* [TASK TO CARRY OUT] Only the total should be returned: the number of lines in the data that hold the string "landscape".

Data items
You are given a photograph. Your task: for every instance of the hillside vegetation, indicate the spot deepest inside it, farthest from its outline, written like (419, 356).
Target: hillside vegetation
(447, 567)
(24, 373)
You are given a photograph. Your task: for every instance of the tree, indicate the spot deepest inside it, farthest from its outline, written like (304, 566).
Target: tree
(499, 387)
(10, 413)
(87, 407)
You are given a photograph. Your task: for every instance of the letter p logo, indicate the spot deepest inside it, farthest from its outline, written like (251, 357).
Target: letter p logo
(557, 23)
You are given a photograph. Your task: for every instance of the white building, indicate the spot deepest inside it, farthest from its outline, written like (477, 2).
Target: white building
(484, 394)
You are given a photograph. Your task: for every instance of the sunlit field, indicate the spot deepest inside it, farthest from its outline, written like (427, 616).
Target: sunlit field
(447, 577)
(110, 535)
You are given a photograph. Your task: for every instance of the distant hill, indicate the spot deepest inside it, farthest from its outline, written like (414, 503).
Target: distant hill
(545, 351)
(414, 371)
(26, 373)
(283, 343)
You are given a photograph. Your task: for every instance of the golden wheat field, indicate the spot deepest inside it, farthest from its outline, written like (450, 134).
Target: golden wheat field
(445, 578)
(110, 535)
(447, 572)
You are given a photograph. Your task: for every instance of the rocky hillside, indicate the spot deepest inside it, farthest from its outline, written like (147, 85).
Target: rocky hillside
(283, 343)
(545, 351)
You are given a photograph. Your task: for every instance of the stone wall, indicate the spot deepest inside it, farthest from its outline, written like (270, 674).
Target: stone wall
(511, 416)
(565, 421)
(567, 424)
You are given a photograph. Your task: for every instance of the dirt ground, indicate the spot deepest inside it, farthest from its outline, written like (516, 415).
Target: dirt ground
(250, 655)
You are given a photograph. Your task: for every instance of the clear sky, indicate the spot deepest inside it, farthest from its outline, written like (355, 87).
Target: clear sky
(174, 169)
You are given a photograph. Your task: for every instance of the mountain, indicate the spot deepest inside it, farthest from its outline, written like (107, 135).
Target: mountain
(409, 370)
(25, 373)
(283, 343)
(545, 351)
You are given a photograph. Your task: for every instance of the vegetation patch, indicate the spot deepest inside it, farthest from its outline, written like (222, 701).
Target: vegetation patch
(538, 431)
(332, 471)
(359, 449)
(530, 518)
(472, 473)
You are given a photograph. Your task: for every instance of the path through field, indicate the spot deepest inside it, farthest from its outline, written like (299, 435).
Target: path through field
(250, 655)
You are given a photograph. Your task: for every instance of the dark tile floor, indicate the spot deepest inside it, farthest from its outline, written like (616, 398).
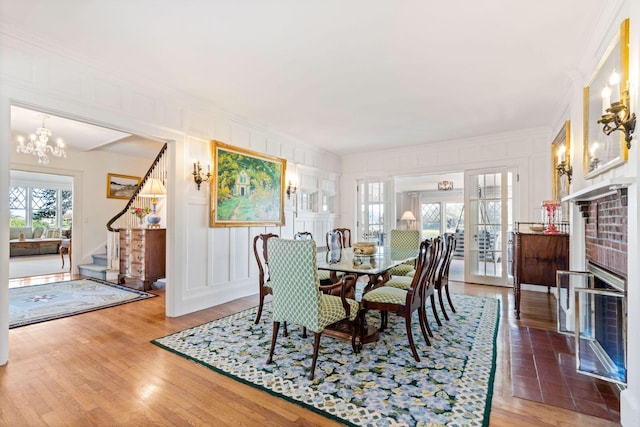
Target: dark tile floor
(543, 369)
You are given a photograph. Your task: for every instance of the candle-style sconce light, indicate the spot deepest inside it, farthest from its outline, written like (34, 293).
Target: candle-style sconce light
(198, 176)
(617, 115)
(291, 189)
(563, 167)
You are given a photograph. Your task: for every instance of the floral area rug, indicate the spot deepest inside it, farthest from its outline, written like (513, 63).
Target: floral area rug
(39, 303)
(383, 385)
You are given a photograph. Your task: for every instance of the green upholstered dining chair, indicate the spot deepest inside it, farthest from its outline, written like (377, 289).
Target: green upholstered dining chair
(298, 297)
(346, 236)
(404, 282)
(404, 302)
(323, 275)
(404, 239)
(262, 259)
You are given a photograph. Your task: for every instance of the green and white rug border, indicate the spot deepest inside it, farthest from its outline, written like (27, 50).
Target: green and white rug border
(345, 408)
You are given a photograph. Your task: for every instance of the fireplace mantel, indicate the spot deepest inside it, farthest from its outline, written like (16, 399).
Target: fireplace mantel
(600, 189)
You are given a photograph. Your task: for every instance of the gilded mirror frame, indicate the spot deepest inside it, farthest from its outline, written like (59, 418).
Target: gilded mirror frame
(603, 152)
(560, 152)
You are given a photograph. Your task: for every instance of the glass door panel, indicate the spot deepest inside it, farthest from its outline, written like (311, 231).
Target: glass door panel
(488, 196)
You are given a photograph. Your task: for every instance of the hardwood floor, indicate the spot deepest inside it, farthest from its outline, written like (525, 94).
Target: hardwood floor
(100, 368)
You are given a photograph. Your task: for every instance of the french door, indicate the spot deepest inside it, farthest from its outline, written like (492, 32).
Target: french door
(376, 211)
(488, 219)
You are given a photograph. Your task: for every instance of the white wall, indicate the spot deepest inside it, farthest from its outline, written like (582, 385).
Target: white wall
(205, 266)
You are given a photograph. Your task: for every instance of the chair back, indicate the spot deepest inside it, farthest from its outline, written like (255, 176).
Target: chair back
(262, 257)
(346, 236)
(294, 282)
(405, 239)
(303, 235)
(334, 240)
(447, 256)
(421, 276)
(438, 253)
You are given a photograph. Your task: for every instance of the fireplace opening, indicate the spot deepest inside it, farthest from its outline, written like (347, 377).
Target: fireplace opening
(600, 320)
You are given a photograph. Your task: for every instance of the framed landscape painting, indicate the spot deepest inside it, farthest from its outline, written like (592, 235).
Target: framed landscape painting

--

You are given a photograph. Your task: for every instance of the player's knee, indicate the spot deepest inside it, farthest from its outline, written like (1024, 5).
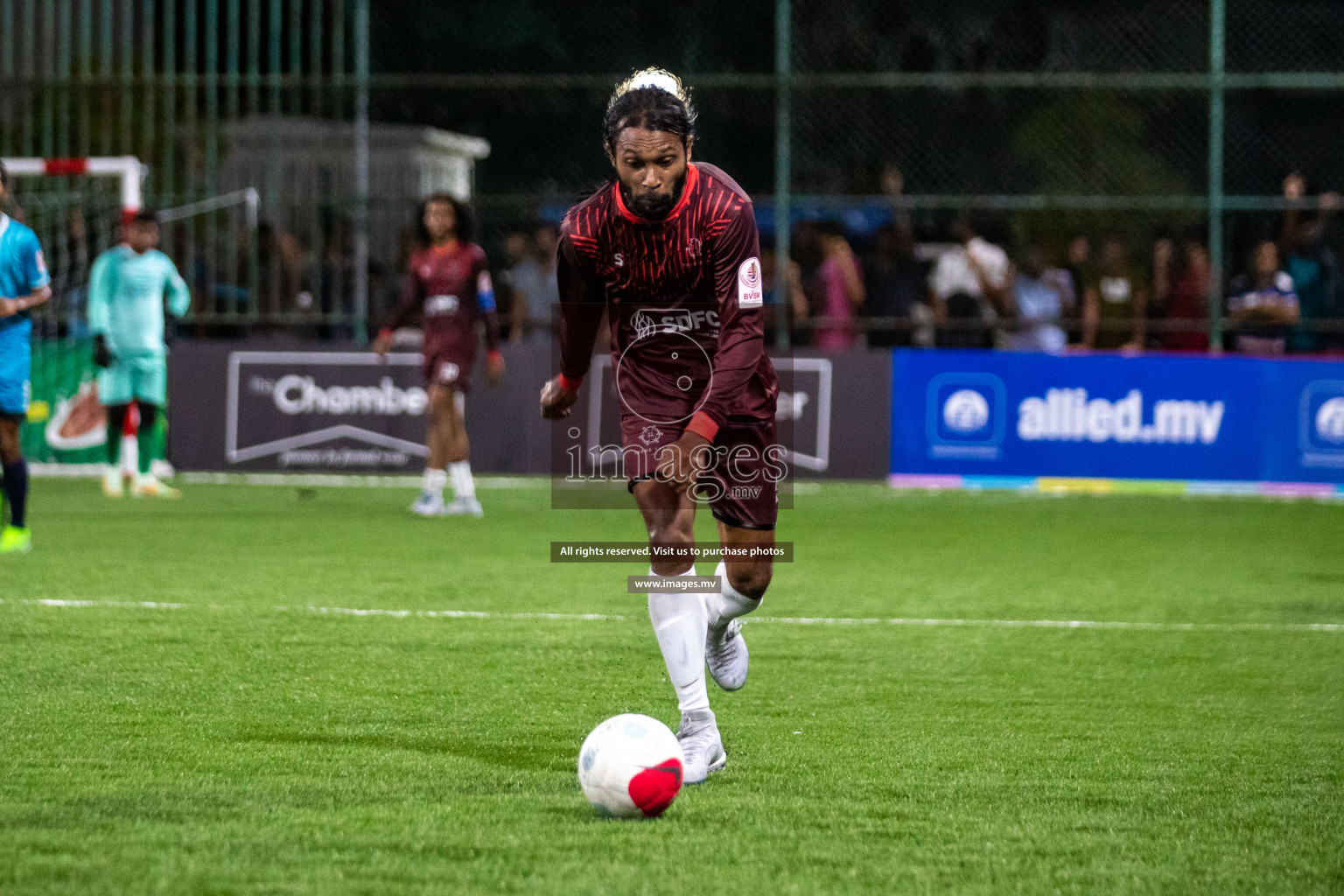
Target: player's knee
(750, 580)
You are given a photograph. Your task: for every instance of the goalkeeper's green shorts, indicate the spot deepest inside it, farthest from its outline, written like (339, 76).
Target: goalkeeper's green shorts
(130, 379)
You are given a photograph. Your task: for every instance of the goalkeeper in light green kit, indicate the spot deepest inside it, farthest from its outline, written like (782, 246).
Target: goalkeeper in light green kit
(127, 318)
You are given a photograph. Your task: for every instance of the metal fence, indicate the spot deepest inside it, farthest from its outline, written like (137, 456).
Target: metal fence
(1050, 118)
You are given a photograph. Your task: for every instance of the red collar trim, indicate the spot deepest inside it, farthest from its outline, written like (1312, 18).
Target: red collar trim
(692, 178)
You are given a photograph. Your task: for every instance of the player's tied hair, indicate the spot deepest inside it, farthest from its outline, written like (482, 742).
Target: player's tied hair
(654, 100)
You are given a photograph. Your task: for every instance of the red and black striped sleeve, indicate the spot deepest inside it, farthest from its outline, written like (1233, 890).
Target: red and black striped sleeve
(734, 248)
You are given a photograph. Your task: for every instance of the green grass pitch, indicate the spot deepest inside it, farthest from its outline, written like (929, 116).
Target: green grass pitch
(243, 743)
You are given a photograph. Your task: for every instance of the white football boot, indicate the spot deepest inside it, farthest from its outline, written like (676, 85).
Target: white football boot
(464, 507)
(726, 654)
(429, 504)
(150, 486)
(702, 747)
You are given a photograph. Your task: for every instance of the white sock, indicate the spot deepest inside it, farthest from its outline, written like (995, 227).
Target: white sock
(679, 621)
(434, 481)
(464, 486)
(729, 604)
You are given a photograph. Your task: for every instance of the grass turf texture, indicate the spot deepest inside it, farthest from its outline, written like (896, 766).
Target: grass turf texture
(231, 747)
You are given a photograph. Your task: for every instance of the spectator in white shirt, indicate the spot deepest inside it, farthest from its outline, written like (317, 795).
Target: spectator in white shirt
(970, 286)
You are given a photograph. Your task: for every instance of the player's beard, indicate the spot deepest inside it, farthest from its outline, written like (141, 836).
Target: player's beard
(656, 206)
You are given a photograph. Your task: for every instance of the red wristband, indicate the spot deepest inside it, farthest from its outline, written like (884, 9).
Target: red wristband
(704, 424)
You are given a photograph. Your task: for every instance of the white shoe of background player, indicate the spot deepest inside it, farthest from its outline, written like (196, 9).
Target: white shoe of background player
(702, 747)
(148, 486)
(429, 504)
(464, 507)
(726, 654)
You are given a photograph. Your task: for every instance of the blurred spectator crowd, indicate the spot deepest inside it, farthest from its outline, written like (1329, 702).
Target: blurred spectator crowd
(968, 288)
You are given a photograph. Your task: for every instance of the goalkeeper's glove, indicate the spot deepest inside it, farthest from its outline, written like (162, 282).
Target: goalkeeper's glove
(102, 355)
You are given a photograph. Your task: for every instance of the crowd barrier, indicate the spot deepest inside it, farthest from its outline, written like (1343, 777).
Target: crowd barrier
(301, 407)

==

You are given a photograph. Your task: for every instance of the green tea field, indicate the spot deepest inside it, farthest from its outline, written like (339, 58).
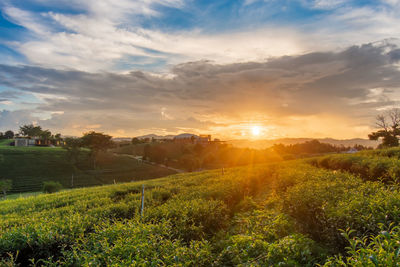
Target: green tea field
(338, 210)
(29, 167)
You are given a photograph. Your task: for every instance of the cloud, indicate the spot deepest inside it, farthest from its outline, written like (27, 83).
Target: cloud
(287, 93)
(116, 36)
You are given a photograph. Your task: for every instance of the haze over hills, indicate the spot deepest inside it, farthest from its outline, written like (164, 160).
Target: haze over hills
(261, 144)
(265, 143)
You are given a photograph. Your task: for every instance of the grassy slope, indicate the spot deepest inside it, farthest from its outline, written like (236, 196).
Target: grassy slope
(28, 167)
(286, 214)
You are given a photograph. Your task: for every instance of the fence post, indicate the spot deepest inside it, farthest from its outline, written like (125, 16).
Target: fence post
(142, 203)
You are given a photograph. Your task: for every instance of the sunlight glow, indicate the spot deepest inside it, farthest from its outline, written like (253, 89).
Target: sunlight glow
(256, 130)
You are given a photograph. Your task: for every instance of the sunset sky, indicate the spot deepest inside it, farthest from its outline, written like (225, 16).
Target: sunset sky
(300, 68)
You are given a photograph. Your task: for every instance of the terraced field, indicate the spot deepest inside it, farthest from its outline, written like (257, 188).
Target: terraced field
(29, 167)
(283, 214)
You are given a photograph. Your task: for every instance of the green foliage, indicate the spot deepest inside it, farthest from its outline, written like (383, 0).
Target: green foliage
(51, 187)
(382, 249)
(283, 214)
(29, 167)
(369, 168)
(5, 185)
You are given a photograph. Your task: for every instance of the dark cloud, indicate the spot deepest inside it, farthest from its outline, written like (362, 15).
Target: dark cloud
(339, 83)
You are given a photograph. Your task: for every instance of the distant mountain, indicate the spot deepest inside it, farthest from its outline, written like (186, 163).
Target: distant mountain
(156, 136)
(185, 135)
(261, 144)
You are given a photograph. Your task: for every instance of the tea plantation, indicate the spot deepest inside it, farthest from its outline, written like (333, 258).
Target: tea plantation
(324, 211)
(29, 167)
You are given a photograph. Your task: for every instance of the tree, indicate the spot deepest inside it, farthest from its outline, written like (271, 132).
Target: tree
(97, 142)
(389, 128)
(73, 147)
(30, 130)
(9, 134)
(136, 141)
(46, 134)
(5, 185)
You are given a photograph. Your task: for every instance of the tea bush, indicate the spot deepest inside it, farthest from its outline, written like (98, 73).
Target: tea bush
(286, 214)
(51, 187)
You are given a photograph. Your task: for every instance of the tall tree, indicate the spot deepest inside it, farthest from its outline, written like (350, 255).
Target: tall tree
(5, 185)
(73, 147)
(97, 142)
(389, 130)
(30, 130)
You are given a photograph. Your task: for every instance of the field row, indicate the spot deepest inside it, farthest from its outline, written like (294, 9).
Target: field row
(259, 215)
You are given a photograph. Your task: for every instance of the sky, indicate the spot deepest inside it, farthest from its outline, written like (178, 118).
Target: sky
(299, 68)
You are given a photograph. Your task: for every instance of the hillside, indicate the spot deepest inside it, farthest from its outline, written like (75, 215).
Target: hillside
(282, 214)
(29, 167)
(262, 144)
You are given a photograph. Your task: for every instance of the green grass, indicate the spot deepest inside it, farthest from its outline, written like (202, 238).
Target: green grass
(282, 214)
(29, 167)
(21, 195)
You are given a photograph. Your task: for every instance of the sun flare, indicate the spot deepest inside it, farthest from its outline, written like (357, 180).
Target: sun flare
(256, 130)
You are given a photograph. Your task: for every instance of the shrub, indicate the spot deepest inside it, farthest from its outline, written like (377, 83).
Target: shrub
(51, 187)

* [REPLY] 2